In exploring the morality of economic behavior, they aim to put a more positive spin on Western-style capitalism. They want to demonstrate, in a post-Enron world, that markets are driven not by greed but by positive behavior.

To test their theories, researchers from economics and other disciplines are conducting a variety of studies, including experiments that look at how monkeys work together to get their favorite foods and the effect of business school teachings on values in the boardroom.

With their findings, they hope to persuade political and business leaders to rethink the way they manage corporations and the marketplace. One goal is to reduce government regulation, which they believe has led people to rely too heavily on legal penalties and has discouraged them from adhering to their own sense of right and wrong.

"Free enterprise has been badly described and badly sold," said Monika Gruter Cheney, executive director of the Gruter Institute for Law and Behavioral Research. The think tank in Portola Valley, Calif., is sponsoring a project dubbed Free Enterprise: Values in Action, which supports research by Zak and others.

A book containing the institute's findings is due out this spring from Princeton University Press.

Its main financial backer is John Templeton, a British billionaire who founded one of the world's most profitable investment funds. He is a devout Christian whose foundation funds research on the science of spirituality, including the power of forgiveness, love and trust. The organization, based in West Conshohocken, Pa., has drawn criticism for its early support of intelligent design, which posits that human beings are too complex to have evolved through natural selection.

GIVEN EXERCISE A: Update the rows by changing every "trousers" to "pants", keeping everything else the same, and leave the pictures out.
The text and the rows have nothing to do with each other.

DATA ENTRIES:
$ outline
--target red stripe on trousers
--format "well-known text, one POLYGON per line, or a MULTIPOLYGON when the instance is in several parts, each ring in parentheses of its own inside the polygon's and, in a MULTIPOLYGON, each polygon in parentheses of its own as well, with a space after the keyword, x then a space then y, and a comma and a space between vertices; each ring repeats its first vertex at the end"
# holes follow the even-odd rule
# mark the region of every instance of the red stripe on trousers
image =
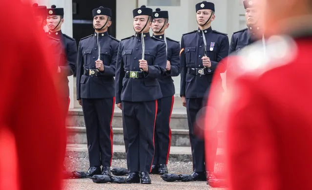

GIVEN EXERCISE B:
Answer these from the passage on the morality of markets:
(i) In what town is the Gruter Institute for Law and Behavioral Research located?
(ii) Which publisher is putting out the book with the institute's findings?
(iii) Where is the organization of the project's main financial backer based?

EXPECTED ANSWER A:
$ outline
--target red stripe on pants
--format "well-known text, one POLYGON per line, or a MULTIPOLYGON when the instance is in several parts, each ring in parentheses of its own inside the polygon's and, in a MULTIPOLYGON, each polygon in parentheses of its own as well, with a space after the keyword, x then a space then y, and a comma and a space between vertices; each ring repeats its first vertex at the end"
# holes follow the even-odd rule
# mark the region of every instance of the red stripe on pants
image =

EXPECTED ANSWER B:
(i) Portola Valley, Calif.
(ii) Princeton University Press
(iii) West Conshohocken, Pa.